──────── TEXT BLOCK
DR Design Guides

How to Validate and troubleshoot A Successful Failover WHEN Data is NOT Accessible on the Target Cluster

Home



Quick and Simple Debug Data Access Steps:

NOTE: follow the order below to find root cause.

  1. READ ME FIRST:  Have you rebooted the PC you are testing SMB share access. Do not proceed if you have not already done this!  Number issue when testing data access.
  2. Did you get this error message below? This means your PC is connected to the source cluster that is read only and locked by syncIQ.  Reboot PC test again.

  3. Check DNS and smartconnect by pinging the FQDN smartconnect name (NEVER USE SHORT NAME TO PING)  and verify the IP address returned is from the target cluster.
    1. If you get DNS failed to resolve error message continue with detailed nslookup steps below to check DNS resolution of smartconnect names. If IP is correct check next steps below.
  4. Mount share from client (DFS or non DFS) with password login popup Error
    1. Did you get this popup message to login with a user name and password?  This is mostly likely an Active Directory SPN  missing on the target cluster AD computer object.  Use ADSI Edit to verify the HOST\<FQDN smartconnect name>  is present on the SPN property of the target cluster.  See animiated GIF example of how to check.   

    2. Enter an administrator account to authenticate and test data access before fixing the SPN to verify this the only issue 
  5. Done.  If none of these steps resolve data access.  Then proceed into the detailed debugging steps below.
────────────────
──────── ENTRIES SHOWN
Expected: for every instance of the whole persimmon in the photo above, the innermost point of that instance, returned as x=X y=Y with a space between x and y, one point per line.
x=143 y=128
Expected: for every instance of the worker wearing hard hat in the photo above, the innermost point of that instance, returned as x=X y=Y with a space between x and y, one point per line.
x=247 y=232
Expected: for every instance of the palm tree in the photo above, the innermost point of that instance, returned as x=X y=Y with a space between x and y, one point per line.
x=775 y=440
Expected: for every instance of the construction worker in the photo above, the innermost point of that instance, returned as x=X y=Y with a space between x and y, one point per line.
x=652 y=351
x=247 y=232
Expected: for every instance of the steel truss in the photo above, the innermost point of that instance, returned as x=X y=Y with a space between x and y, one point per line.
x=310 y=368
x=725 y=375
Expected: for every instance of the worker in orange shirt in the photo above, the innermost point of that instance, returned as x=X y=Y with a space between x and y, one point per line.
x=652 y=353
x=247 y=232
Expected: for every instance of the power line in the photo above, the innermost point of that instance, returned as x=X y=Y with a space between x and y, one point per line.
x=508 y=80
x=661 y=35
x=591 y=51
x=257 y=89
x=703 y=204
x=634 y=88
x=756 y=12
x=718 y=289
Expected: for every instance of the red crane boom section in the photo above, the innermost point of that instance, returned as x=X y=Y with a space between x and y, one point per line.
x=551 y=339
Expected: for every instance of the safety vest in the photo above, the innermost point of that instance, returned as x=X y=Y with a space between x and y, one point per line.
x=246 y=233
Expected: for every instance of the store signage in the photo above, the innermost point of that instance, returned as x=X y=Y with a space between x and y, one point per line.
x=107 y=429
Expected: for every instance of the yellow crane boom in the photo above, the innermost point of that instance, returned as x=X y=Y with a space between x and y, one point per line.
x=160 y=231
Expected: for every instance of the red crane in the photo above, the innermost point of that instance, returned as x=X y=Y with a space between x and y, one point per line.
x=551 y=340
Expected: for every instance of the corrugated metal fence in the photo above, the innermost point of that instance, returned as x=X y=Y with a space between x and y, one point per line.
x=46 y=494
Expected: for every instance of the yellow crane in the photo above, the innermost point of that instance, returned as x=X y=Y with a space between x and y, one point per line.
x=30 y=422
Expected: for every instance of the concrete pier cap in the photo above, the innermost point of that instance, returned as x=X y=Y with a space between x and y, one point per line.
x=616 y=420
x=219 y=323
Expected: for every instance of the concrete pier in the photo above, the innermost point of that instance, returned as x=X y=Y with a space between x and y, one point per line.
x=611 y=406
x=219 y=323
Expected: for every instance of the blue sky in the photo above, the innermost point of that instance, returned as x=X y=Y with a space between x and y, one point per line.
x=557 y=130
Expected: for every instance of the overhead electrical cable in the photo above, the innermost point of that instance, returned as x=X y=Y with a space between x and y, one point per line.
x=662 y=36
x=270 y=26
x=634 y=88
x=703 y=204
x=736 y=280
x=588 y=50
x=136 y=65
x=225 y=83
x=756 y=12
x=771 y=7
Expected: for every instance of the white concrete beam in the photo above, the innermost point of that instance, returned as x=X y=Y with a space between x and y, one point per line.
────────────────
● **REQUIREMENTS**:
#1 Name every tool or utility the failover troubleshooting guide mentions for checking DNS or Active Directory.
#2 Write the part of the failover troubleshooting guide that would come after its last step.
The entries have no part in what comes next.

● **OUTPUTS IN ORDER**:
#1 ping, nslookup, ADSI Edit

#2
Detailed Steps to Debug SmartConnect and DNS Resolution failures:


Test DNS response on the clusters:  This test verifies that SmartConnect names were failed over successfully and also can verify if dual delegation in your DNS environment is setup correctly.  This test also eliminates an issues with your internal DNS and verifies Isilon SmartConnect zones failed over successfully.

  1. If you get failed Ping or name does not resolve name to correct IP address of the TARGET cluster.  Continue with steps below to debug DNS.
    1. From any Windows client machine type “nslookup<press enter key>
    2. Source Cluster DNS Test:
      1. Then type "server x.x.x.x" <enter key>.  where x.x.x.x is the Subnet service ip of the source cluster
      2. type "FQDN of SmartConnect Zone used in failover"  <press enter key> .  Hint: Refer to the failover log from DR Assistant for the full list of SmartConnect names that were failed over.
      3. The expected response is a failed resolution since failover disables the SOURCE cluster DNS response. It is important clients do not recieve an IP from the source cluster.
      4. Example of a failed nslookup on the cluster you failed away from “** server can't find userdata.ad1.test: REFUSED”
      5. NOTE: if lookup does NOT return REFUSED response, then SmartConnect name did not failover correctly AND consult recovery guide Networking section. To fix SmartConnect names.
  2. Target Cluster DNS Test:
    1. Test TARGET cluster SSIP (subnet service IP ) with  DNS
    2. type "server y.y.y.y" <enter key>. where y.y.y.y is the subnet service ip of the target cluster
    3. type "FQDN of SmartConnect Zone used in failover" Refer to the failover log for list of SmartConnect names that were failed over
    4. Expected response SUCCESSFUL NAME RESOLUTION RETURNING IP OF THE TARGET CLUSTER. This means SmartConnect was failed over correctly to the target cluster.  
    5. If DNS test fails this step OR  IP fails to resolve OR is the wrong IP address.   consult recovery guide Networking section. To fix SmartConnect names.
    6. Double check dual delegation is configured correctly.
      1. On a Windows PC type nslookup at the command prompt
      2. type "set type=ns" <enter key>
      3. type "FQDN of smartconnect name"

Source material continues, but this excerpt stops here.